▶ **EXERCISE GOAL**: Look through the records, and whenever a line includes the word "strewn", copy it.

(Point-per-instance localization data)
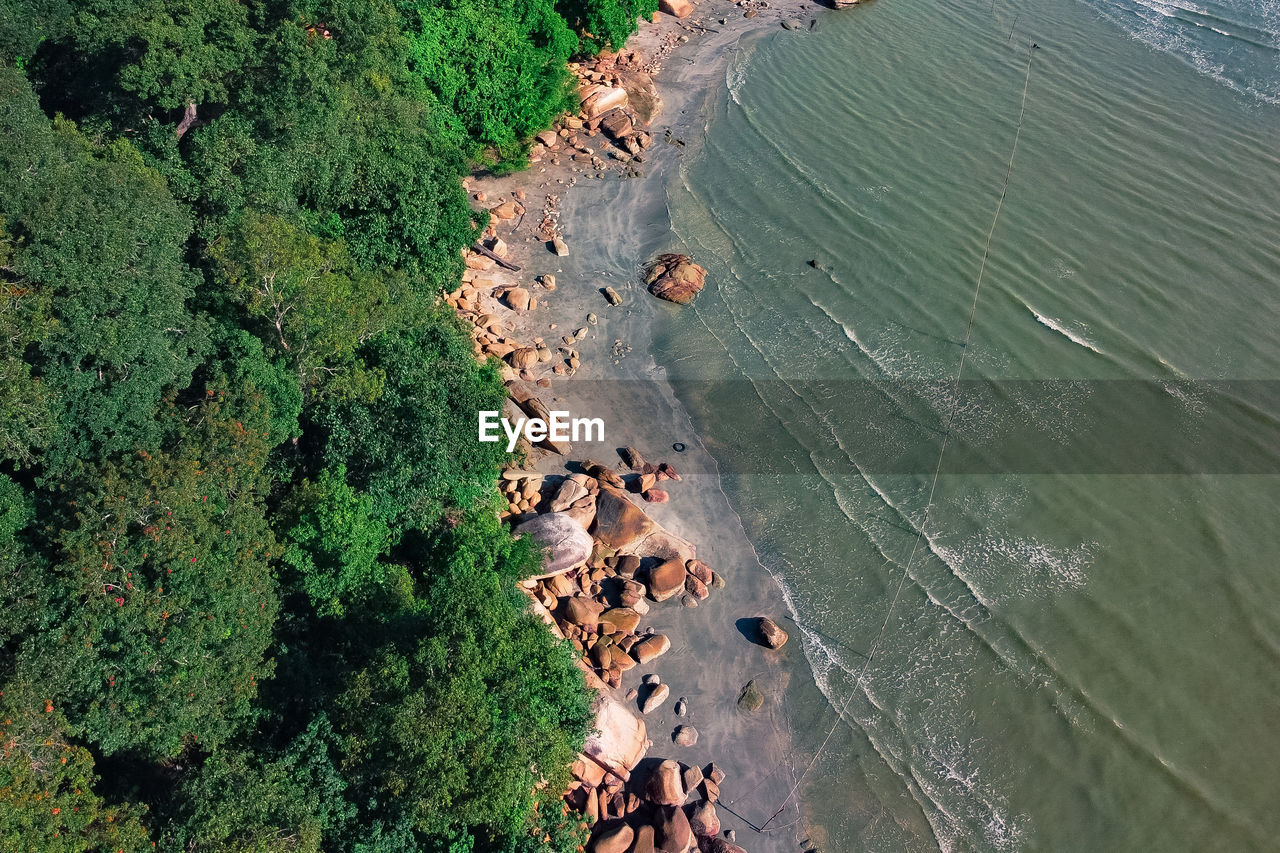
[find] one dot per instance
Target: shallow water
(1042, 658)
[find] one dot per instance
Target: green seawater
(1082, 653)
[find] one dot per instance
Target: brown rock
(632, 457)
(664, 785)
(620, 619)
(676, 8)
(644, 839)
(517, 299)
(598, 100)
(618, 521)
(704, 821)
(522, 357)
(565, 542)
(620, 660)
(771, 634)
(693, 778)
(672, 830)
(581, 611)
(615, 839)
(684, 735)
(667, 579)
(696, 568)
(675, 278)
(650, 647)
(616, 123)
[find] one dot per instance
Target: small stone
(656, 697)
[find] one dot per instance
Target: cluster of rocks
(597, 587)
(673, 811)
(675, 278)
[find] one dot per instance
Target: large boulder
(618, 521)
(620, 619)
(667, 579)
(684, 737)
(570, 492)
(672, 830)
(598, 100)
(644, 840)
(583, 611)
(704, 821)
(613, 839)
(675, 278)
(664, 785)
(565, 542)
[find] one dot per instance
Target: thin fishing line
(942, 450)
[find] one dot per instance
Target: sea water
(1065, 635)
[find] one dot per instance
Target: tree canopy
(256, 594)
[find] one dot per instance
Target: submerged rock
(771, 633)
(675, 278)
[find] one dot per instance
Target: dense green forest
(256, 596)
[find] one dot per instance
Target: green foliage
(223, 357)
(455, 720)
(240, 802)
(604, 23)
(96, 237)
(306, 300)
(165, 598)
(414, 447)
(336, 543)
(499, 67)
(48, 803)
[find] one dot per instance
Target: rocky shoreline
(618, 561)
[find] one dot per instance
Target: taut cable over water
(942, 450)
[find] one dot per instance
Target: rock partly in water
(565, 543)
(656, 697)
(750, 698)
(684, 735)
(771, 633)
(673, 833)
(675, 278)
(667, 579)
(664, 785)
(650, 647)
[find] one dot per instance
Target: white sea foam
(1059, 325)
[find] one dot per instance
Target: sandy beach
(613, 226)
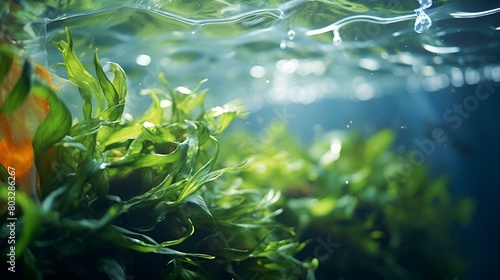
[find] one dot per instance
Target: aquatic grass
(347, 193)
(115, 189)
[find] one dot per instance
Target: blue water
(411, 66)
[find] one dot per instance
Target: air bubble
(423, 22)
(425, 4)
(337, 40)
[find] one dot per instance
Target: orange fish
(17, 128)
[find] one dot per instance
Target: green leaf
(20, 90)
(55, 126)
(115, 101)
(86, 83)
(6, 61)
(31, 219)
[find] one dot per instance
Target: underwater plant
(139, 197)
(170, 194)
(345, 194)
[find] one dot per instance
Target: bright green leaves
(91, 88)
(6, 60)
(30, 221)
(55, 126)
(149, 184)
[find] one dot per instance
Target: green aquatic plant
(347, 195)
(141, 197)
(170, 194)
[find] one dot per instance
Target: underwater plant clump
(365, 217)
(170, 194)
(137, 197)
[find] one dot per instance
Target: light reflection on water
(284, 49)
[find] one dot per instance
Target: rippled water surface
(413, 64)
(278, 51)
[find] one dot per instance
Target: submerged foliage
(141, 197)
(367, 213)
(157, 196)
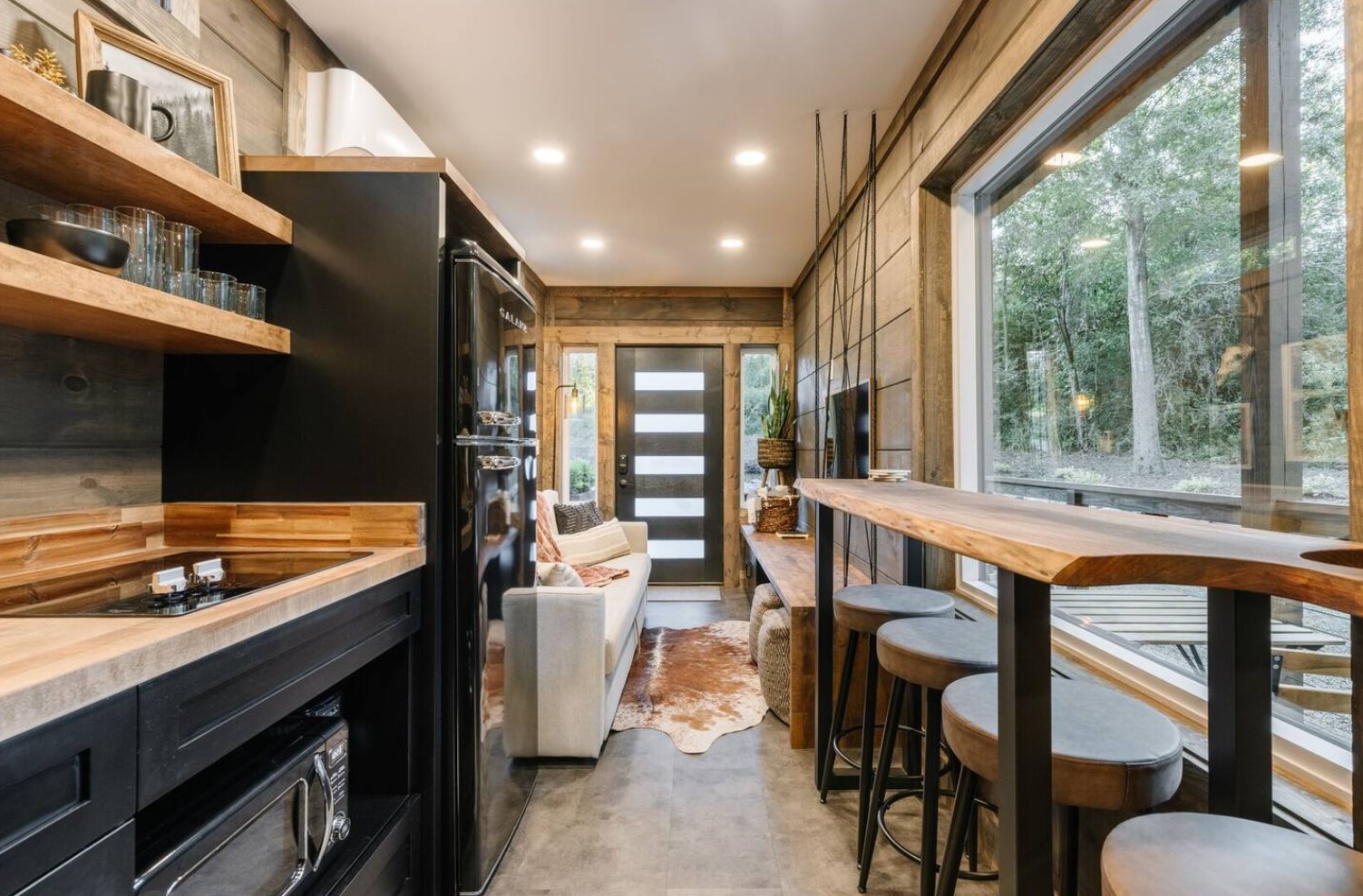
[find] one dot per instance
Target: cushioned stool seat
(774, 662)
(1183, 854)
(764, 598)
(1107, 750)
(867, 607)
(937, 652)
(929, 654)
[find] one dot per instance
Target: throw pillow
(545, 546)
(593, 576)
(558, 576)
(595, 546)
(577, 517)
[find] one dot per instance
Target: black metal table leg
(1239, 704)
(823, 638)
(1024, 735)
(1357, 671)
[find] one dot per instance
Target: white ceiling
(650, 100)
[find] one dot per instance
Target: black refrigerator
(411, 378)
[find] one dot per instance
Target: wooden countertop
(789, 566)
(54, 666)
(1088, 546)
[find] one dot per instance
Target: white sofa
(569, 654)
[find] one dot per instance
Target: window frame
(745, 351)
(1146, 33)
(563, 463)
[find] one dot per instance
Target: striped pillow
(595, 546)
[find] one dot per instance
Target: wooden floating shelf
(43, 294)
(57, 145)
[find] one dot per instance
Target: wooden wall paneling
(609, 311)
(606, 428)
(932, 439)
(51, 481)
(732, 475)
(259, 102)
(251, 33)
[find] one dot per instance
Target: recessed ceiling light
(1064, 159)
(550, 156)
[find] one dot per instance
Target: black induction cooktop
(170, 585)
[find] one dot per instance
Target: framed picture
(198, 100)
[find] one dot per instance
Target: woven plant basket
(775, 453)
(778, 514)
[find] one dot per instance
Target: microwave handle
(328, 808)
(300, 871)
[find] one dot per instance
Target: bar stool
(1187, 854)
(862, 609)
(1107, 752)
(929, 654)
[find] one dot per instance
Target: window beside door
(756, 374)
(1163, 294)
(579, 433)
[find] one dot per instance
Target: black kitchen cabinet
(103, 869)
(198, 714)
(63, 785)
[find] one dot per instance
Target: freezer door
(491, 790)
(495, 333)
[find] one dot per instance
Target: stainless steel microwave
(262, 823)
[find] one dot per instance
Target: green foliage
(581, 476)
(1162, 184)
(1200, 484)
(1080, 476)
(778, 422)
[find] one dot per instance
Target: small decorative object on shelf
(775, 446)
(44, 63)
(778, 511)
(195, 102)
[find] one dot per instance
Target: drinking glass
(95, 217)
(142, 229)
(179, 255)
(251, 300)
(181, 283)
(217, 289)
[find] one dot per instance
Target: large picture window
(1163, 292)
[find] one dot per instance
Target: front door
(669, 449)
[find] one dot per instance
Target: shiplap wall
(79, 422)
(981, 64)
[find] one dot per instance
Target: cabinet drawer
(63, 785)
(105, 869)
(198, 714)
(390, 865)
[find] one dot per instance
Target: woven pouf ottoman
(774, 662)
(764, 599)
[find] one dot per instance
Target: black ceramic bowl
(73, 243)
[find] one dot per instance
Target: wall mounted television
(848, 439)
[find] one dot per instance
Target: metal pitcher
(127, 100)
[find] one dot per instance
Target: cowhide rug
(693, 684)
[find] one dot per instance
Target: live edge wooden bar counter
(1037, 544)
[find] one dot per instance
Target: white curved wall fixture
(346, 116)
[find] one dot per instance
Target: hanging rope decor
(852, 283)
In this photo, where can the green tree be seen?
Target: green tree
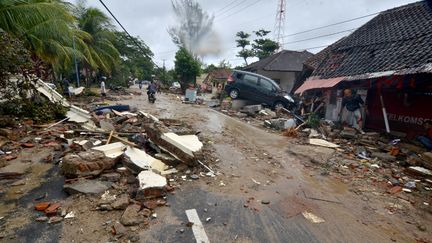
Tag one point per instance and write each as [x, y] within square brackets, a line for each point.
[46, 27]
[15, 61]
[186, 68]
[262, 46]
[101, 54]
[210, 68]
[135, 56]
[243, 42]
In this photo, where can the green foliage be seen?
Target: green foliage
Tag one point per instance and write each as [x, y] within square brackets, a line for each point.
[210, 68]
[100, 51]
[186, 68]
[263, 47]
[136, 56]
[14, 63]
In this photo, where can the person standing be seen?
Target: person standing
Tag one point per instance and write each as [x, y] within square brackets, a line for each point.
[350, 112]
[103, 89]
[426, 139]
[66, 86]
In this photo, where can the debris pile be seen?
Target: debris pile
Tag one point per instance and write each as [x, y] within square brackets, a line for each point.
[126, 159]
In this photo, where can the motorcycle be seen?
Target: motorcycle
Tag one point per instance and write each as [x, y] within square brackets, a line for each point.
[151, 97]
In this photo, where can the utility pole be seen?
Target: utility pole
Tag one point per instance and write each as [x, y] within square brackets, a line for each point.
[76, 64]
[279, 30]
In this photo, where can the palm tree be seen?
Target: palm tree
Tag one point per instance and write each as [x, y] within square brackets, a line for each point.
[101, 53]
[46, 27]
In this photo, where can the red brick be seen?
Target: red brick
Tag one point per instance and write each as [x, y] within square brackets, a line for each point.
[394, 190]
[52, 209]
[27, 145]
[42, 206]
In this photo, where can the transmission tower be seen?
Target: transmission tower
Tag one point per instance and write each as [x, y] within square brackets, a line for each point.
[279, 30]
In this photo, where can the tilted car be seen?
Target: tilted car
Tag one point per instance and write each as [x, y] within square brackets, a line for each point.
[258, 88]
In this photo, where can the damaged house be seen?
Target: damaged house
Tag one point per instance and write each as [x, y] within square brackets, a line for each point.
[388, 62]
[284, 67]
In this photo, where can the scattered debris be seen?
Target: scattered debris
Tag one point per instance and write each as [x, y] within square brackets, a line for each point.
[151, 185]
[322, 143]
[312, 217]
[197, 227]
[86, 187]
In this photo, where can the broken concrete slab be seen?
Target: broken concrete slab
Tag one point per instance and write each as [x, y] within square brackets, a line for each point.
[166, 158]
[383, 156]
[322, 143]
[131, 216]
[112, 150]
[112, 177]
[251, 109]
[151, 185]
[119, 229]
[86, 187]
[427, 160]
[189, 144]
[280, 123]
[186, 148]
[106, 125]
[138, 160]
[121, 202]
[417, 170]
[89, 163]
[150, 117]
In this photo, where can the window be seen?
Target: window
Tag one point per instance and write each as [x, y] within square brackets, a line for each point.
[251, 80]
[265, 84]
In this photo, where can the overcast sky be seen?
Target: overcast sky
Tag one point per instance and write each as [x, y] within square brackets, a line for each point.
[150, 20]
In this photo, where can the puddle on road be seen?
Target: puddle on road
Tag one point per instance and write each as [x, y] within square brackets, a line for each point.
[33, 179]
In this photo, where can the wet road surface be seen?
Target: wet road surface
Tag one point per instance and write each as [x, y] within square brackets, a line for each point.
[247, 153]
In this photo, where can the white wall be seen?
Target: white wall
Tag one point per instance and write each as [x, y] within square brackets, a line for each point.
[287, 79]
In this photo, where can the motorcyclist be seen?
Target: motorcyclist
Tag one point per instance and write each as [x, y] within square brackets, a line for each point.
[151, 89]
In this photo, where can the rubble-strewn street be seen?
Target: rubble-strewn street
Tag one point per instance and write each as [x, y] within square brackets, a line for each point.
[66, 185]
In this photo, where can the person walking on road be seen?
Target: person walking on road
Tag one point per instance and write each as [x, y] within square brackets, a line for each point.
[426, 139]
[350, 112]
[103, 89]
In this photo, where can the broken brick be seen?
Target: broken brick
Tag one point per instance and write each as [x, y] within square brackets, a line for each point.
[52, 209]
[394, 190]
[27, 145]
[42, 206]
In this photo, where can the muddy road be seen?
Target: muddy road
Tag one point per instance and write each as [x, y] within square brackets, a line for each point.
[265, 186]
[258, 166]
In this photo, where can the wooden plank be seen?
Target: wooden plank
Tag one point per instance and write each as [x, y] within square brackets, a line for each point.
[197, 227]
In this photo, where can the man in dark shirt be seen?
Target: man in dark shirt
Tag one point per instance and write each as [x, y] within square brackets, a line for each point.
[426, 139]
[350, 110]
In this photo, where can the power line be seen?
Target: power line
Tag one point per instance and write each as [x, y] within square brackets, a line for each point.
[311, 48]
[325, 26]
[130, 36]
[320, 36]
[235, 6]
[248, 6]
[221, 10]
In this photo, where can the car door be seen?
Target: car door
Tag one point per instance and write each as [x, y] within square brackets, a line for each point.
[249, 89]
[266, 91]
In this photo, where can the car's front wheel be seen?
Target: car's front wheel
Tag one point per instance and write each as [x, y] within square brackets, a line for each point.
[278, 105]
[234, 94]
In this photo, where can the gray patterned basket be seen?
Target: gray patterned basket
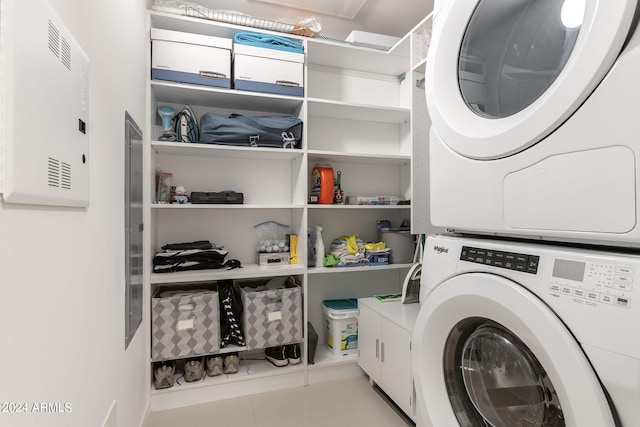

▶ **YOUR RESPONSE**:
In this photo, where can the rubble-strewn street be seen?
Target: rubble-strewn street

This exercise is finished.